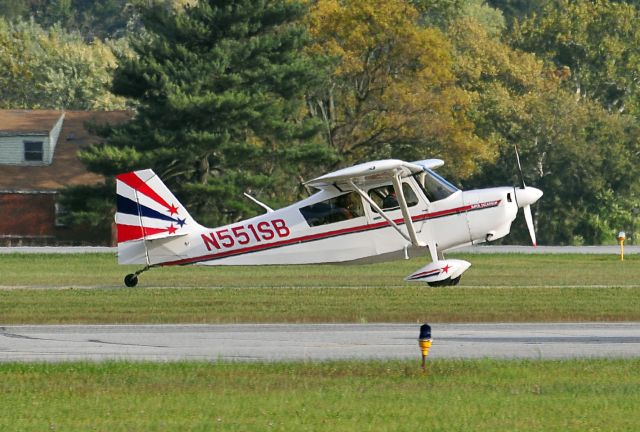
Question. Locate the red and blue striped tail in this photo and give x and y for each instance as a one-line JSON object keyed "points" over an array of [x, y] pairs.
{"points": [[147, 210]]}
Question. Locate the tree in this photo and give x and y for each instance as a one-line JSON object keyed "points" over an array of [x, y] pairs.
{"points": [[53, 69], [219, 88], [392, 92], [578, 153], [597, 42]]}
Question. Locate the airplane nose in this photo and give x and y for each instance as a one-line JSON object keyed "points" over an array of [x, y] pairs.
{"points": [[527, 196]]}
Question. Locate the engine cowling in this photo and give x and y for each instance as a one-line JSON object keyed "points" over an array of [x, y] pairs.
{"points": [[440, 273]]}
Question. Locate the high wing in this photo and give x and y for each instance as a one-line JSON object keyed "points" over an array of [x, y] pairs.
{"points": [[373, 172], [359, 176]]}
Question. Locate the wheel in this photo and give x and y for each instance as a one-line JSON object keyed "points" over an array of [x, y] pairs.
{"points": [[446, 282], [131, 280]]}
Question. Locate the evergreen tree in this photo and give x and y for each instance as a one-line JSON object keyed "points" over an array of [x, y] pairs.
{"points": [[219, 88]]}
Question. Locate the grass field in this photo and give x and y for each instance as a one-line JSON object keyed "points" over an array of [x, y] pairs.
{"points": [[588, 395], [497, 288]]}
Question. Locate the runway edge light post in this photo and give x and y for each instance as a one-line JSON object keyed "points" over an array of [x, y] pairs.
{"points": [[425, 343], [621, 237]]}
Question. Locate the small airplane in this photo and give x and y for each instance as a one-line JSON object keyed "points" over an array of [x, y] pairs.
{"points": [[376, 211]]}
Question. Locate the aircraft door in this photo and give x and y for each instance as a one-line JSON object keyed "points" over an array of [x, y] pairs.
{"points": [[446, 220]]}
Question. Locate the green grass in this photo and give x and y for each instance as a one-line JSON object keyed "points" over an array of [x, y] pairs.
{"points": [[498, 288], [494, 270], [484, 395]]}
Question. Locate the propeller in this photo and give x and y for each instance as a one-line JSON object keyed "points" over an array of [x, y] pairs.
{"points": [[525, 196]]}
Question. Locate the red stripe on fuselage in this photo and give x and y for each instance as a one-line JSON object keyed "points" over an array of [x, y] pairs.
{"points": [[135, 232], [329, 234]]}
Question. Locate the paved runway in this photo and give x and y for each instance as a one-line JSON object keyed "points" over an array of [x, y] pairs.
{"points": [[483, 248], [282, 342]]}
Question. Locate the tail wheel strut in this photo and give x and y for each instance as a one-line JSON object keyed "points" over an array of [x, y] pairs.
{"points": [[131, 279]]}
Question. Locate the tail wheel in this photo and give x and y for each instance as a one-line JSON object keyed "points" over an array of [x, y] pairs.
{"points": [[131, 280]]}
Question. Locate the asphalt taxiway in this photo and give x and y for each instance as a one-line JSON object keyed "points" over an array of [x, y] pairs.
{"points": [[295, 342]]}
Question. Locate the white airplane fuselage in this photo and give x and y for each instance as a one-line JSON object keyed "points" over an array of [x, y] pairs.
{"points": [[285, 236]]}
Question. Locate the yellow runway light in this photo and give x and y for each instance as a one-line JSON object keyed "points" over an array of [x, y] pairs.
{"points": [[425, 343]]}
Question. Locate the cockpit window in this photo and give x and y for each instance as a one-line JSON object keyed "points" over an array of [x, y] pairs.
{"points": [[340, 208], [385, 197], [435, 187]]}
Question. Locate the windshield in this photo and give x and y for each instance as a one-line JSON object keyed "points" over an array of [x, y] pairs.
{"points": [[435, 187]]}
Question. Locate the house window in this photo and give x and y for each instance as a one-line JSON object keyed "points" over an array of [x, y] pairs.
{"points": [[61, 213], [33, 151]]}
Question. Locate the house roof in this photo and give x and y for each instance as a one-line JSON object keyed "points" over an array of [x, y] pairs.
{"points": [[66, 169]]}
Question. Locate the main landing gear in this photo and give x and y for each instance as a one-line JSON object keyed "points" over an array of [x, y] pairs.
{"points": [[131, 279], [446, 282]]}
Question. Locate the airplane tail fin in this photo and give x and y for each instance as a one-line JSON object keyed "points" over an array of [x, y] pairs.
{"points": [[147, 210]]}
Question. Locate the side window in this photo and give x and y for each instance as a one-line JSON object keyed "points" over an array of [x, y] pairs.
{"points": [[33, 151], [435, 187], [385, 197], [340, 208]]}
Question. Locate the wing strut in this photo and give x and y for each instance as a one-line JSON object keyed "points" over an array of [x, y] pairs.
{"points": [[405, 213], [397, 185]]}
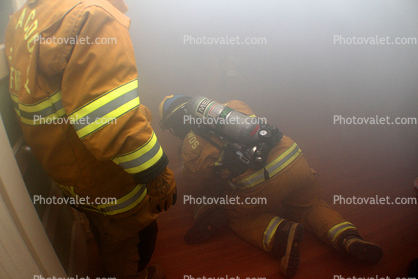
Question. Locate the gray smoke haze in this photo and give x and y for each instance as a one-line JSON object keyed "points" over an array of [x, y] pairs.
{"points": [[301, 77]]}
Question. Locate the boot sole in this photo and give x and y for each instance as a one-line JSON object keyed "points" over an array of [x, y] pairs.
{"points": [[290, 262]]}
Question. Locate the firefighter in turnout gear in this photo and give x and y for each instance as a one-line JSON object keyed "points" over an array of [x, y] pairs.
{"points": [[213, 166], [73, 83]]}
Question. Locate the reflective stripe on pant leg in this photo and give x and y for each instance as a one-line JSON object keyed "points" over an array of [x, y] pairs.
{"points": [[270, 231]]}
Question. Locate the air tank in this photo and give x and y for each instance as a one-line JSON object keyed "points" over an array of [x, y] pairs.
{"points": [[223, 120]]}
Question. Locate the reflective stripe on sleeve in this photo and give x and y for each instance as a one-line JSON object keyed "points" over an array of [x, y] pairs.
{"points": [[142, 158], [105, 109], [270, 231], [274, 167]]}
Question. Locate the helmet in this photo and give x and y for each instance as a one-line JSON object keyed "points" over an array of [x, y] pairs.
{"points": [[172, 109]]}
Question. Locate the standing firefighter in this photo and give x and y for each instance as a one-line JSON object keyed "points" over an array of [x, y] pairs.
{"points": [[73, 82], [225, 152]]}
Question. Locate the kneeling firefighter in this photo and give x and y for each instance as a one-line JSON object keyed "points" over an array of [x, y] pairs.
{"points": [[227, 151]]}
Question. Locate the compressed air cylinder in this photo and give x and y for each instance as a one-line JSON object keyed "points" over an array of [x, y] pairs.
{"points": [[223, 120]]}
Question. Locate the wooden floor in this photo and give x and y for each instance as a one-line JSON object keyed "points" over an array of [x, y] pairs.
{"points": [[393, 227], [356, 170]]}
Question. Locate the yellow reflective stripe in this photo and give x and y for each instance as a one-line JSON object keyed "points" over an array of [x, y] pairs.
{"points": [[336, 230], [106, 119], [142, 158], [270, 231], [272, 168], [104, 99], [147, 164], [105, 109]]}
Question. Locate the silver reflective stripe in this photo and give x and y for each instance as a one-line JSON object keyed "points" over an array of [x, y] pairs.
{"points": [[271, 168], [143, 159], [270, 231], [127, 203], [105, 109]]}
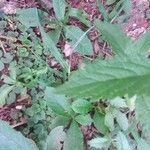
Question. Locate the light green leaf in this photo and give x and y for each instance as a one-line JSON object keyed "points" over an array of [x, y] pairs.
{"points": [[99, 142], [74, 34], [59, 8], [28, 17], [80, 15], [118, 102], [74, 138], [58, 103], [122, 120], [81, 106], [99, 122], [143, 145], [109, 120], [110, 78], [102, 9], [122, 142], [4, 91], [13, 140], [54, 139], [1, 65], [84, 119], [142, 111], [49, 44], [112, 33]]}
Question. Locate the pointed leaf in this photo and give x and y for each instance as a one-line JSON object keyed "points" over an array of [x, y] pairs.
{"points": [[54, 139], [110, 78], [74, 138], [74, 34], [81, 106], [59, 8]]}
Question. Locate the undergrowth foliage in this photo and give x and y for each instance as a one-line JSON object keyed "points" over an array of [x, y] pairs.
{"points": [[112, 95]]}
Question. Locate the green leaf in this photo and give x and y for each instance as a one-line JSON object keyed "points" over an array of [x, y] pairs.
{"points": [[1, 65], [143, 145], [122, 142], [74, 138], [80, 15], [142, 111], [99, 122], [58, 103], [122, 120], [49, 44], [74, 34], [84, 119], [112, 33], [13, 140], [4, 91], [59, 121], [54, 139], [81, 106], [28, 17], [99, 142], [110, 78], [102, 10], [59, 8], [109, 120], [118, 102]]}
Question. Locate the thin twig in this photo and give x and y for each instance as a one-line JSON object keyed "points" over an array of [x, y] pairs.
{"points": [[2, 46]]}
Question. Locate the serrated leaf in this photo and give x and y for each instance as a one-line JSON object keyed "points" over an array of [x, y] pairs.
{"points": [[84, 119], [4, 91], [99, 122], [143, 145], [74, 138], [54, 139], [112, 33], [81, 106], [118, 102], [59, 8], [58, 103], [110, 78], [98, 142], [122, 120], [142, 110], [74, 34], [13, 140], [122, 142], [109, 120], [1, 65]]}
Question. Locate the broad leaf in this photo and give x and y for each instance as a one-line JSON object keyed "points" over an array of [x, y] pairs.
{"points": [[59, 8], [84, 119], [122, 142], [4, 91], [122, 120], [54, 139], [74, 34], [142, 110], [99, 122], [81, 106], [143, 145], [110, 78], [13, 140], [99, 142], [74, 138]]}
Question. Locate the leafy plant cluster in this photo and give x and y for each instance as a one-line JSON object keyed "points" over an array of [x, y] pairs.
{"points": [[111, 95]]}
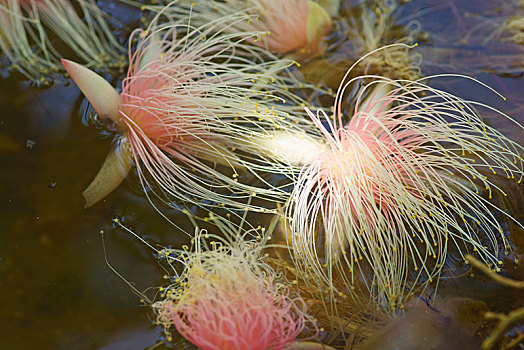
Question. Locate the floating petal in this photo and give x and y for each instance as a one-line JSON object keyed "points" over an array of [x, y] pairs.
{"points": [[114, 170]]}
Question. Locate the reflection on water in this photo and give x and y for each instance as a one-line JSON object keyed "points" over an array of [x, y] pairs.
{"points": [[56, 289]]}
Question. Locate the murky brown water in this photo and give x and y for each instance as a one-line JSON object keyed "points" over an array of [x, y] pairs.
{"points": [[56, 290]]}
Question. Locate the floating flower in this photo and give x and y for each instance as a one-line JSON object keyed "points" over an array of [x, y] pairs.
{"points": [[228, 298], [405, 181], [282, 25], [24, 41], [191, 98]]}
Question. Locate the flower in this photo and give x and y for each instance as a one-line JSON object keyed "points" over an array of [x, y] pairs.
{"points": [[191, 98], [227, 298], [24, 40], [405, 181], [282, 25]]}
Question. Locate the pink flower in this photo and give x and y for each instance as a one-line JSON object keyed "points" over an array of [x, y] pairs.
{"points": [[190, 99], [226, 299], [281, 25], [400, 184], [24, 25]]}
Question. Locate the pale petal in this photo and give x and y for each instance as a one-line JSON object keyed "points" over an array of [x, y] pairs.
{"points": [[295, 149], [114, 170], [104, 98]]}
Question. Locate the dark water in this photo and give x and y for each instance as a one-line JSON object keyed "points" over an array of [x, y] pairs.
{"points": [[56, 290]]}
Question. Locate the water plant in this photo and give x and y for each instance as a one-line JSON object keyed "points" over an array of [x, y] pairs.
{"points": [[295, 26], [227, 297], [80, 27], [192, 97], [401, 184]]}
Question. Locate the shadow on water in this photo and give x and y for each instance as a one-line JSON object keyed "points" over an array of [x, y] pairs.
{"points": [[56, 290]]}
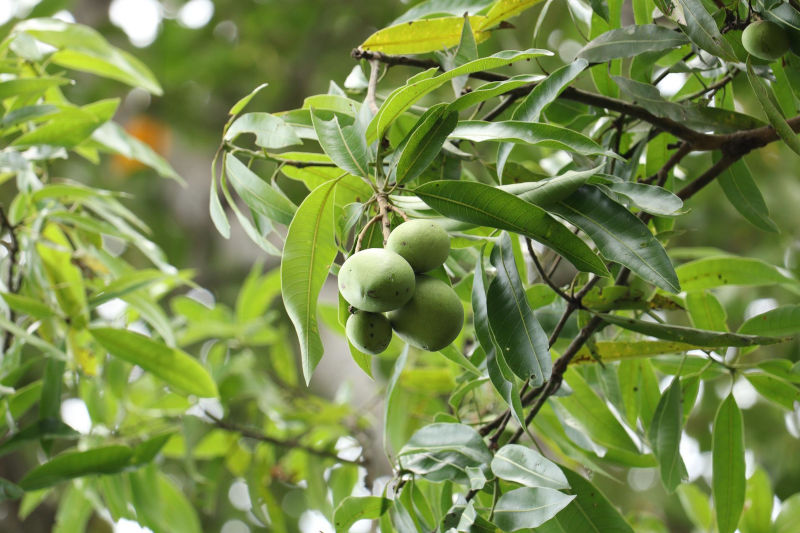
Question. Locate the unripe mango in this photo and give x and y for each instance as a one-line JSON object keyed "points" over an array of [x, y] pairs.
{"points": [[765, 40], [433, 317], [424, 244], [369, 332], [376, 280]]}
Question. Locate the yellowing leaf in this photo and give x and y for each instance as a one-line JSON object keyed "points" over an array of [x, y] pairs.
{"points": [[421, 36], [505, 9]]}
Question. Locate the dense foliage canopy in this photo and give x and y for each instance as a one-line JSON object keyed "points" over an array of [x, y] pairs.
{"points": [[628, 362]]}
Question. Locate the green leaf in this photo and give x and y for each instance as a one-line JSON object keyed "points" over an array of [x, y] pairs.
{"points": [[105, 460], [526, 507], [421, 36], [757, 513], [440, 452], [697, 337], [711, 272], [742, 192], [590, 511], [344, 145], [424, 143], [527, 467], [308, 254], [665, 436], [484, 205], [271, 132], [528, 133], [111, 136], [702, 30], [355, 508], [257, 193], [619, 235], [766, 98], [516, 331], [82, 48], [705, 311], [421, 84], [727, 457], [242, 102], [534, 103], [631, 41], [177, 368], [782, 321], [505, 9]]}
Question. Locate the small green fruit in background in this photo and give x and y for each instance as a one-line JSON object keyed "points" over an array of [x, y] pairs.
{"points": [[369, 332], [433, 318], [376, 280], [424, 244], [765, 40]]}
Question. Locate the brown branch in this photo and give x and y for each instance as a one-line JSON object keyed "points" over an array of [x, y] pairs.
{"points": [[292, 444]]}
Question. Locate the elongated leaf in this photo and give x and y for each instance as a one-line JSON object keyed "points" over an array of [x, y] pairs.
{"points": [[742, 192], [505, 9], [424, 144], [355, 508], [782, 321], [487, 206], [619, 235], [527, 467], [421, 84], [702, 30], [711, 272], [665, 436], [526, 507], [631, 41], [518, 334], [534, 103], [307, 257], [697, 337], [257, 193], [177, 368], [589, 512], [106, 460], [528, 133], [767, 100], [421, 36], [727, 457], [443, 451], [344, 145]]}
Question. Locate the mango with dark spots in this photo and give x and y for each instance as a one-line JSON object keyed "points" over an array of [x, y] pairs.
{"points": [[424, 244], [765, 40], [369, 332], [376, 280], [433, 317]]}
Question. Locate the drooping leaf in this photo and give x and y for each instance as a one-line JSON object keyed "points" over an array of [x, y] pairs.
{"points": [[702, 30], [307, 257], [697, 337], [488, 206], [516, 331], [590, 511], [619, 235], [526, 507], [178, 369], [728, 469], [631, 41], [69, 465], [443, 451], [534, 103], [665, 436], [742, 192], [527, 467]]}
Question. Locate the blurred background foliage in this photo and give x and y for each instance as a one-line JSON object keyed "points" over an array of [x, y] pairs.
{"points": [[209, 54]]}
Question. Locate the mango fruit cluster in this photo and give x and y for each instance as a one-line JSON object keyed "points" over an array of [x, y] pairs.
{"points": [[390, 291]]}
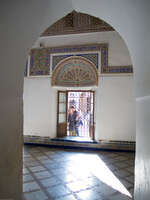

YOUR OBJECTIVE. Transcribe, word for word, the line holding "Question. Locate the mango fruit" and all lines after it in the entries above, ending with the last. Only those lines; no pictures.

RESPONSE BELOW.
Question. Locate the mango fruit cluster in this photo and give x and y for each instance as a one-line JSON object keyed "points" over an array of [x, y] pairs.
{"points": [[390, 291]]}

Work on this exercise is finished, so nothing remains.